▶ Exercise prompt
Please retype the data in full, exactly as given.

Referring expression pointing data
===
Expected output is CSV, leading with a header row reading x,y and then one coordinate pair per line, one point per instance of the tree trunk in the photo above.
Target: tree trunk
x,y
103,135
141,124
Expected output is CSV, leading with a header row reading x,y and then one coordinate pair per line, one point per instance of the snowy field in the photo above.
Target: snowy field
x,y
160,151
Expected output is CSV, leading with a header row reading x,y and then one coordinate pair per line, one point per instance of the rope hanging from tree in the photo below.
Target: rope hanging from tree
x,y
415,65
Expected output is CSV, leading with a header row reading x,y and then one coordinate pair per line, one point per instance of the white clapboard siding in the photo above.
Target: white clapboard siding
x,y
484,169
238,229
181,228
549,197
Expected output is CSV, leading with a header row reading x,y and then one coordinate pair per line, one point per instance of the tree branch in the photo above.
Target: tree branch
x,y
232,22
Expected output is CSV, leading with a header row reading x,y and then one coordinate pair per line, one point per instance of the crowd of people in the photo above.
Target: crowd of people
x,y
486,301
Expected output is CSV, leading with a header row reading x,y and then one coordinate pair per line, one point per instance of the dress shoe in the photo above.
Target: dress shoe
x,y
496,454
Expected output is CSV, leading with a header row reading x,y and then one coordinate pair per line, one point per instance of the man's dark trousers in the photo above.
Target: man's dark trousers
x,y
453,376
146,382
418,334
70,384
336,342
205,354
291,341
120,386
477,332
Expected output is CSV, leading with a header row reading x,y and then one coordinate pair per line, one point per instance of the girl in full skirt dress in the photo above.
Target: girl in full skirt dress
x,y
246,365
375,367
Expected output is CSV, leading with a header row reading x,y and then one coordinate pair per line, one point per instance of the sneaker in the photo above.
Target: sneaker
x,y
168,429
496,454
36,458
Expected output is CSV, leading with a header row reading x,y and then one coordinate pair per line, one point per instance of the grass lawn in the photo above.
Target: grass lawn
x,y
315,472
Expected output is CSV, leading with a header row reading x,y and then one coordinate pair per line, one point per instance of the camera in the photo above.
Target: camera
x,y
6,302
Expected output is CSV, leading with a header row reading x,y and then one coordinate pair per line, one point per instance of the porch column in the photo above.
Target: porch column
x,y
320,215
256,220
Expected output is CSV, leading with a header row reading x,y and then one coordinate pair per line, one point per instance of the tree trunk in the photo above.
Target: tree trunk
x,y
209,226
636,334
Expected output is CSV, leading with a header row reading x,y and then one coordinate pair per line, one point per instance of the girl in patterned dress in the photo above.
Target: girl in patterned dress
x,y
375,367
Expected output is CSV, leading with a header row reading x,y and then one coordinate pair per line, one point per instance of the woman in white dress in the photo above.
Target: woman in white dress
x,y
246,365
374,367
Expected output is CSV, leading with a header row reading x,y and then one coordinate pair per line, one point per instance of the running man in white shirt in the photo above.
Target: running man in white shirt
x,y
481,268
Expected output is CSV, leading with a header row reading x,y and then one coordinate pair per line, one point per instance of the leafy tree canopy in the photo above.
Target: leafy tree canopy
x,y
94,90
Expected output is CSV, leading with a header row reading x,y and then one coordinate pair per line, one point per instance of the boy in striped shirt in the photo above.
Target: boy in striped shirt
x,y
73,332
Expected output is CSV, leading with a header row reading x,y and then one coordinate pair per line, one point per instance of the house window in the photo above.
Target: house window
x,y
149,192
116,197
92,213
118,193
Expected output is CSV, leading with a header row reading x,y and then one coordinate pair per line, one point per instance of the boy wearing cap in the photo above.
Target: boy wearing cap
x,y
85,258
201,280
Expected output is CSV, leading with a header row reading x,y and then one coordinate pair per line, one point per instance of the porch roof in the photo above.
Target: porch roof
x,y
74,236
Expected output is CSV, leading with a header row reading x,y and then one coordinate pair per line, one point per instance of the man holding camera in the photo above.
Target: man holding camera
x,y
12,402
===
▶ Output of the task
Expected output is CSV, leading with a header row reading x,y and then one coordinate pair per line, one point per instance of the tree trunk in the photo above.
Target: tree trunk
x,y
103,135
141,124
Expected output is CSV, leading with a header row reading x,y and then one coordinate pair per line, one point per instance of the snowy field in the photo above.
Target: snowy field
x,y
160,151
Expected output is CSV, leading with a header row reading x,y and then one coordinate pair per line, one point per instance of the rope hanging from tree in the photo below.
Target: rope hanging from tree
x,y
415,65
Expected output is CSV, leading with a header row reading x,y and then one coordinate pair per line, one point per instance of the white clapboard siding in the photo above.
Target: white clapboard siding
x,y
484,169
238,229
181,228
549,197
Expected output is CSV, leading with a header row reading x,y and then one coordinate pair per line, one point per instance of the tree branch in the photo above.
Target: tree branch
x,y
232,22
Expected output is CSV, leading with a header row reading x,y and then one coordinate pair per line, one point per instance of the crowd of people in the photo above.
Target: crowd of people
x,y
486,301
Expected output is CSV, leading with a header row reading x,y and then one coordinate pair per line, one point per instance of the dress shoe in the photo above.
Target: dress shoe
x,y
496,454
Expected output is CSV, leading with a header row reading x,y and then one coordinate pair per line, one point per instance of the man's dark trousers in the photo above.
Target: man's dark trousers
x,y
453,376
146,382
418,334
70,384
336,342
205,354
291,341
120,386
477,332
Expected output is CSV, leading with a header row reading x,y and then one coordinate pair per line, one point per instance of the girl in full skirt dress in the photo above.
Target: girl in full skirt dress
x,y
246,365
375,367
Expected output is CSV, leading with a header row reading x,y and then one coordinate pair per line, one point per instance of the sneaker in the photo above.
Target: sneaker
x,y
168,429
496,454
36,458
Expected output is CSV, leading with a header row reading x,y and then one coordinate pair per line, one point per instance of the grass lawn in the photo above.
Target: grass lawn
x,y
315,472
Expected output is CSV, leading with a header row reading x,y and then one coordinate pair per line, one point per instance of the camera in the photo above.
Target: camera
x,y
6,302
Expected output is CSV, leading with a header row reading x,y and then one coordinate pair per line, one point per instance of the porch column in the photo above.
Target: porch column
x,y
320,215
256,220
Expected output is CSV, leading with a header row reading x,y and then one coordinate pair per line, one point per instance of the tree trunk in the photo above.
Target: tree trunk
x,y
209,226
636,334
Expected output is CSV, leading with a header row reading x,y and then one coordinate pair per line, one point per instance of the girl in patterned dress in the photo above.
Target: girl in patterned dress
x,y
375,367
Expected output is CSV, leading with a header row reading x,y and then one coordinate pair per line, one point per instance of the woman in white dress in the photo above.
Target: woman in white dress
x,y
246,365
374,367
Expected output is CSV, leading with a header row reading x,y and then one coordinate pair per line, one point per instance of the running man in white shirt in the photo above.
Target: running man in white shirt
x,y
481,268
Expected output is CSV, leading with a header row reading x,y and then one coordinate pair per line, one point per instance of the leafy tree canopy in the photo above.
Target: leafy tree canopy
x,y
94,90
Expected output is CSV, leading with a header row reading x,y and then one coordinate pair per line, one point per instance of the boy in striped shirt in the photo above.
Target: boy in striped shirt
x,y
73,332
Expected output is CSV, leading with a header row reading x,y and then one coordinate pair per line, one point per instance of the house window in the photo above.
Target: house window
x,y
149,192
116,197
92,213
118,193
Expected output is CSV, leading with a header row reading x,y and then one coordinate pair per line, one point per instance of the boy wearing cap in the photo above.
Target: boy wearing cap
x,y
85,258
201,280
Expected output is CSV, leading with a header row reading x,y and then one coordinate pair per line, one point per instance of the porch roof in the photo above.
Target: porch roof
x,y
74,236
Expected output is CSV, leading with a header row reading x,y and then one coordinate pair per line, one point per instance of the man holding camera in the photo above.
Target: man holding camera
x,y
12,402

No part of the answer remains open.